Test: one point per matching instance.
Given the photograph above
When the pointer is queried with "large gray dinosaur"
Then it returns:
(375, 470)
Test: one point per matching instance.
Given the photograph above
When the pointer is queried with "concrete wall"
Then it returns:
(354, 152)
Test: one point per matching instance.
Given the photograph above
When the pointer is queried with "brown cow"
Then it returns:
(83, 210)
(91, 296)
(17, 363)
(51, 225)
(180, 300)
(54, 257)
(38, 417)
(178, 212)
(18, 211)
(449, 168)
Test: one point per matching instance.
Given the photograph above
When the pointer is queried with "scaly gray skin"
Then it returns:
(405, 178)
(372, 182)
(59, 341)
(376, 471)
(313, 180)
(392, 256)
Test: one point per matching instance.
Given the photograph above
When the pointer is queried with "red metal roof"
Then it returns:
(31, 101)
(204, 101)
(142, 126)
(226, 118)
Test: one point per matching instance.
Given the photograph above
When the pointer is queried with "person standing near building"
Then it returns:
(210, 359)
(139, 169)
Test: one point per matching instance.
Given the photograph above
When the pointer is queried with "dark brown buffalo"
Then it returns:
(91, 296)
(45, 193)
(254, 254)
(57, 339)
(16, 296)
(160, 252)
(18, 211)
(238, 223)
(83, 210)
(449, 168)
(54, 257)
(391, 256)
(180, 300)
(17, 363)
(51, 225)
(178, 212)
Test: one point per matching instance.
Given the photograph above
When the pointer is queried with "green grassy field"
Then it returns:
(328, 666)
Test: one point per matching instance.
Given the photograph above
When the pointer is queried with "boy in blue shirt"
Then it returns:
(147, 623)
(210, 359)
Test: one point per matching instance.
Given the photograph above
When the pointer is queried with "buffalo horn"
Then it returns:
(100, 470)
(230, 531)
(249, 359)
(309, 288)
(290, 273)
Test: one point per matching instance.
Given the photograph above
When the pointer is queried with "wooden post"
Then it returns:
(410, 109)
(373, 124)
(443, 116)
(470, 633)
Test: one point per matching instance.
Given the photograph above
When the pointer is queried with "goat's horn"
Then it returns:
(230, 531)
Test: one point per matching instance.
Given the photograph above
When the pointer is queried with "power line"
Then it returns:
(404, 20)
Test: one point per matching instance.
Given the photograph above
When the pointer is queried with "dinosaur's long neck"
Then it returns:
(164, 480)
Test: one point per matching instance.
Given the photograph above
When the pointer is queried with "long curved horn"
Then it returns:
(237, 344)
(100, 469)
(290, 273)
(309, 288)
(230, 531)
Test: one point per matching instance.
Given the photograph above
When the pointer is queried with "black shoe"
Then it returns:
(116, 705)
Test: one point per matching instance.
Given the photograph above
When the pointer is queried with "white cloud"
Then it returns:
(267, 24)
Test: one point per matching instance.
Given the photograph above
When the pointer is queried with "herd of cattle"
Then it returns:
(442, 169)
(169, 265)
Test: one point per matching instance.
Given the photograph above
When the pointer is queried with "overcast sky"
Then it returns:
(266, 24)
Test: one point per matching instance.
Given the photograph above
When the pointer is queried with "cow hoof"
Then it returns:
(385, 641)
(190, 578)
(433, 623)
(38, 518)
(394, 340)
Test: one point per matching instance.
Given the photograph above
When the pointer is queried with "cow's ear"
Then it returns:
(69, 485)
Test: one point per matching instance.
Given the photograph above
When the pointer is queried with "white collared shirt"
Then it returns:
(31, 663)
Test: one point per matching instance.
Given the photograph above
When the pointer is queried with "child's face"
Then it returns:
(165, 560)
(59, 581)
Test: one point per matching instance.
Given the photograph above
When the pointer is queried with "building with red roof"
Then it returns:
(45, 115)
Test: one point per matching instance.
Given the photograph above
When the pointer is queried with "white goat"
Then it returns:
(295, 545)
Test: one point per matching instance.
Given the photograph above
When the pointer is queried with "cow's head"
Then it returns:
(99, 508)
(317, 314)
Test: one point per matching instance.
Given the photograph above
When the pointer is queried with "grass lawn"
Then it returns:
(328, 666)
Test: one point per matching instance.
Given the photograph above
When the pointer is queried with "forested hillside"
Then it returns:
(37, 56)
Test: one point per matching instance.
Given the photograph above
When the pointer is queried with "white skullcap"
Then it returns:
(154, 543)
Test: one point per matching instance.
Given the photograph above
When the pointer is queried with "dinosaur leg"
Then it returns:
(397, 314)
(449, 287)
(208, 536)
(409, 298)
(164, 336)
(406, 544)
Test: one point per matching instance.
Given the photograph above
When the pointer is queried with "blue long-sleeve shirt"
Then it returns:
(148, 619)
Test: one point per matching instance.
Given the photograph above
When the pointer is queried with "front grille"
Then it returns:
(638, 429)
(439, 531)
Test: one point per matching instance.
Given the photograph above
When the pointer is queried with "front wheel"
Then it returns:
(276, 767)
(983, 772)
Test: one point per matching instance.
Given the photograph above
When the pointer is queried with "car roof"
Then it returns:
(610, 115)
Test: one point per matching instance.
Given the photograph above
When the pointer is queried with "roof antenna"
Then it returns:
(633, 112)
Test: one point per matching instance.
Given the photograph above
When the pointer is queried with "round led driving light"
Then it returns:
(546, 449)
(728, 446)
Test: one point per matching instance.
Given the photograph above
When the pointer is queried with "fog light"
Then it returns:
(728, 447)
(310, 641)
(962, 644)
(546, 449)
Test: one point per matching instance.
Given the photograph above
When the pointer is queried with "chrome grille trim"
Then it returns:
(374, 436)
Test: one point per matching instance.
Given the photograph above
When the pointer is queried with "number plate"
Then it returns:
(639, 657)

#####

Given exercise: Everything in the listing above should be restated exactly.

Answer below:
Test: one point per matching instance.
Given the photograph above
When the pointer is queried with "large gray dinosaur"
Then it returns:
(375, 470)
Test: one point per matching instance.
Given the photograph above
When the pointer is queried with "concrete wall"
Then it returns:
(354, 152)
Test: one point per matching instance.
Given the photograph above
When the pointer is queried with "brown cow"
Then it returns:
(83, 210)
(91, 296)
(17, 363)
(51, 225)
(180, 300)
(54, 257)
(38, 417)
(178, 212)
(18, 211)
(449, 168)
Test: one point per matching instance.
Given the photograph above
When the pointer is queried with "scaly gray skin"
Then it returns:
(405, 178)
(372, 182)
(59, 341)
(376, 471)
(313, 180)
(392, 256)
Test: one point per matching instance.
Given the photograph above
When the pointer is queried with "red metal roof"
Then it returns:
(31, 101)
(204, 101)
(142, 126)
(226, 118)
Test: one point per matching instance.
Given the photograph above
When the pointer is queried with "person standing near building"
Then it returns:
(210, 359)
(139, 169)
Test: one point per matching instance.
Given the photograph above
When the pointer is queried with "dark brown buffalo"
Then it returns:
(91, 296)
(45, 193)
(254, 254)
(57, 339)
(16, 296)
(160, 252)
(18, 211)
(238, 223)
(83, 210)
(449, 168)
(54, 257)
(391, 256)
(180, 300)
(17, 363)
(51, 225)
(178, 212)
Test: one point per matching instance.
Given the photograph above
When the pointer is queried with "green grassy field"
Then it returns:
(328, 666)
Test: one point per matching instance.
Given the photograph above
When the pointer is queried with "boy in blue shirt"
Then it returns:
(147, 623)
(210, 359)
Test: one point per matching instance.
Given the photograph above
When the pointer is queried with "buffalo horn"
Then it returns:
(100, 470)
(230, 531)
(249, 359)
(309, 288)
(290, 273)
Test: one point per matching instance.
Given the photograph above
When the pointer is queried with "wooden post"
Then it returns:
(410, 109)
(373, 124)
(443, 116)
(470, 633)
Test: one point per matching instance.
Given the photograph above
When the pointer is queried with "goat's horn"
Then it returns:
(230, 531)
Test: one point per matching instance.
Given the photograph above
When the pointer is queried with "power line"
Then it returns:
(404, 20)
Test: one point per matching instance.
Given the photograph above
When the pointer is queried with "dinosaur's long neck"
Then it returns:
(164, 480)
Test: one point per matching instance.
Given the photograph above
When the pointer is queried with "long curved horn"
Then it returns:
(237, 344)
(100, 469)
(290, 273)
(309, 288)
(230, 531)
Test: one point per matching instance.
Given the photograph above
When the pointer is queried with "black shoe"
Then it returns:
(116, 705)
Test: one point per matching instance.
Given the photograph above
When the pointer is queried with "white cloud"
Then it returns:
(267, 24)
Test: one point per matching instance.
Given the photograph above
When the pointer is queried with "herd of cattle"
Then it returns:
(442, 169)
(169, 265)
Test: one point per matching instance.
Given the photograph above
When the pointer is queried with "overcast sky"
Then it returns:
(266, 24)
Test: one point per matching instance.
Given the photograph above
When the pointer is queried with "cow hoof"
Then it returns:
(385, 641)
(190, 578)
(433, 623)
(38, 518)
(394, 340)
Test: one point per matching instance.
Given the photograph above
When the pointer is queried with "cow's ear"
Then it returns:
(69, 485)
Test: one point per matching instance.
Given the photograph above
When the pointer is queried with "white collared shirt"
Then it returns:
(31, 663)
Test: one point per matching instance.
Given the photograph above
When the pointer is queried with "child's face"
Then it returns:
(165, 560)
(59, 581)
Test: one point per matching instance.
Given the photograph above
When the pointer is queried with "building with red roof"
Then it returns:
(45, 115)
Test: one point per matching instance.
Given the photograph above
When the pointer is queried with "white goat"
Then it returns:
(295, 545)
Test: one point per matching instance.
Given the photograph above
When the pointer is queried with "cow's head"
Then it returns:
(99, 508)
(317, 314)
Test: one point per matching instance.
Given the photograph above
When the pointer is queried with "grass lawn"
Then it returns:
(328, 666)
Test: one point per matching instance.
Given the photograph above
When the pointer is queried with "forested hillside"
Then it returns:
(37, 56)
Test: one point per matching instance.
Given the photograph above
When the pointer is queried with "white skullcap"
Then it returns:
(154, 543)
Test: one point per matching instance.
Given the photograph above
When the pointer is queried with "dinosaur leg"
Then it returns:
(397, 314)
(449, 287)
(208, 536)
(409, 298)
(164, 336)
(406, 544)
Test: one point per matching instance.
Given the photograph above
When the pointer is queried with "blue long-sleeve shirt"
Then it returns:
(148, 619)
Test: one point per matching instance.
Given the photograph above
When the pointer is queried with "front grille"
Then it returns:
(638, 429)
(439, 531)
Test: one point per matching instance.
Given the photograph above
When the pointer is queried with "front wheel"
Then it returns:
(276, 767)
(983, 772)
Test: one point per matching instance.
Given the photograph above
When the pointer is queried with "car roof"
Then it returns:
(610, 115)
Test: one point per matching instance.
Given the photograph above
When the pointer is queried with "roof antenna"
Then it returns:
(633, 112)
Test: one point per matching instance.
Given the photograph above
When the pointer is queried with "round led driving light"
Then it returns:
(546, 449)
(728, 446)
Test: one point per matching instance.
Given the photograph above
When the pointer is queried with "fog light"
Then it returns:
(728, 447)
(310, 641)
(962, 644)
(546, 449)
Test: one point per matching instance.
Given the photograph above
When the pointer is queried with "chrome grille trim"
Then it returns:
(374, 436)
Test: one point per matching instance.
Given the photograph above
When the pointer is queried with "number plate"
Then it returns:
(639, 657)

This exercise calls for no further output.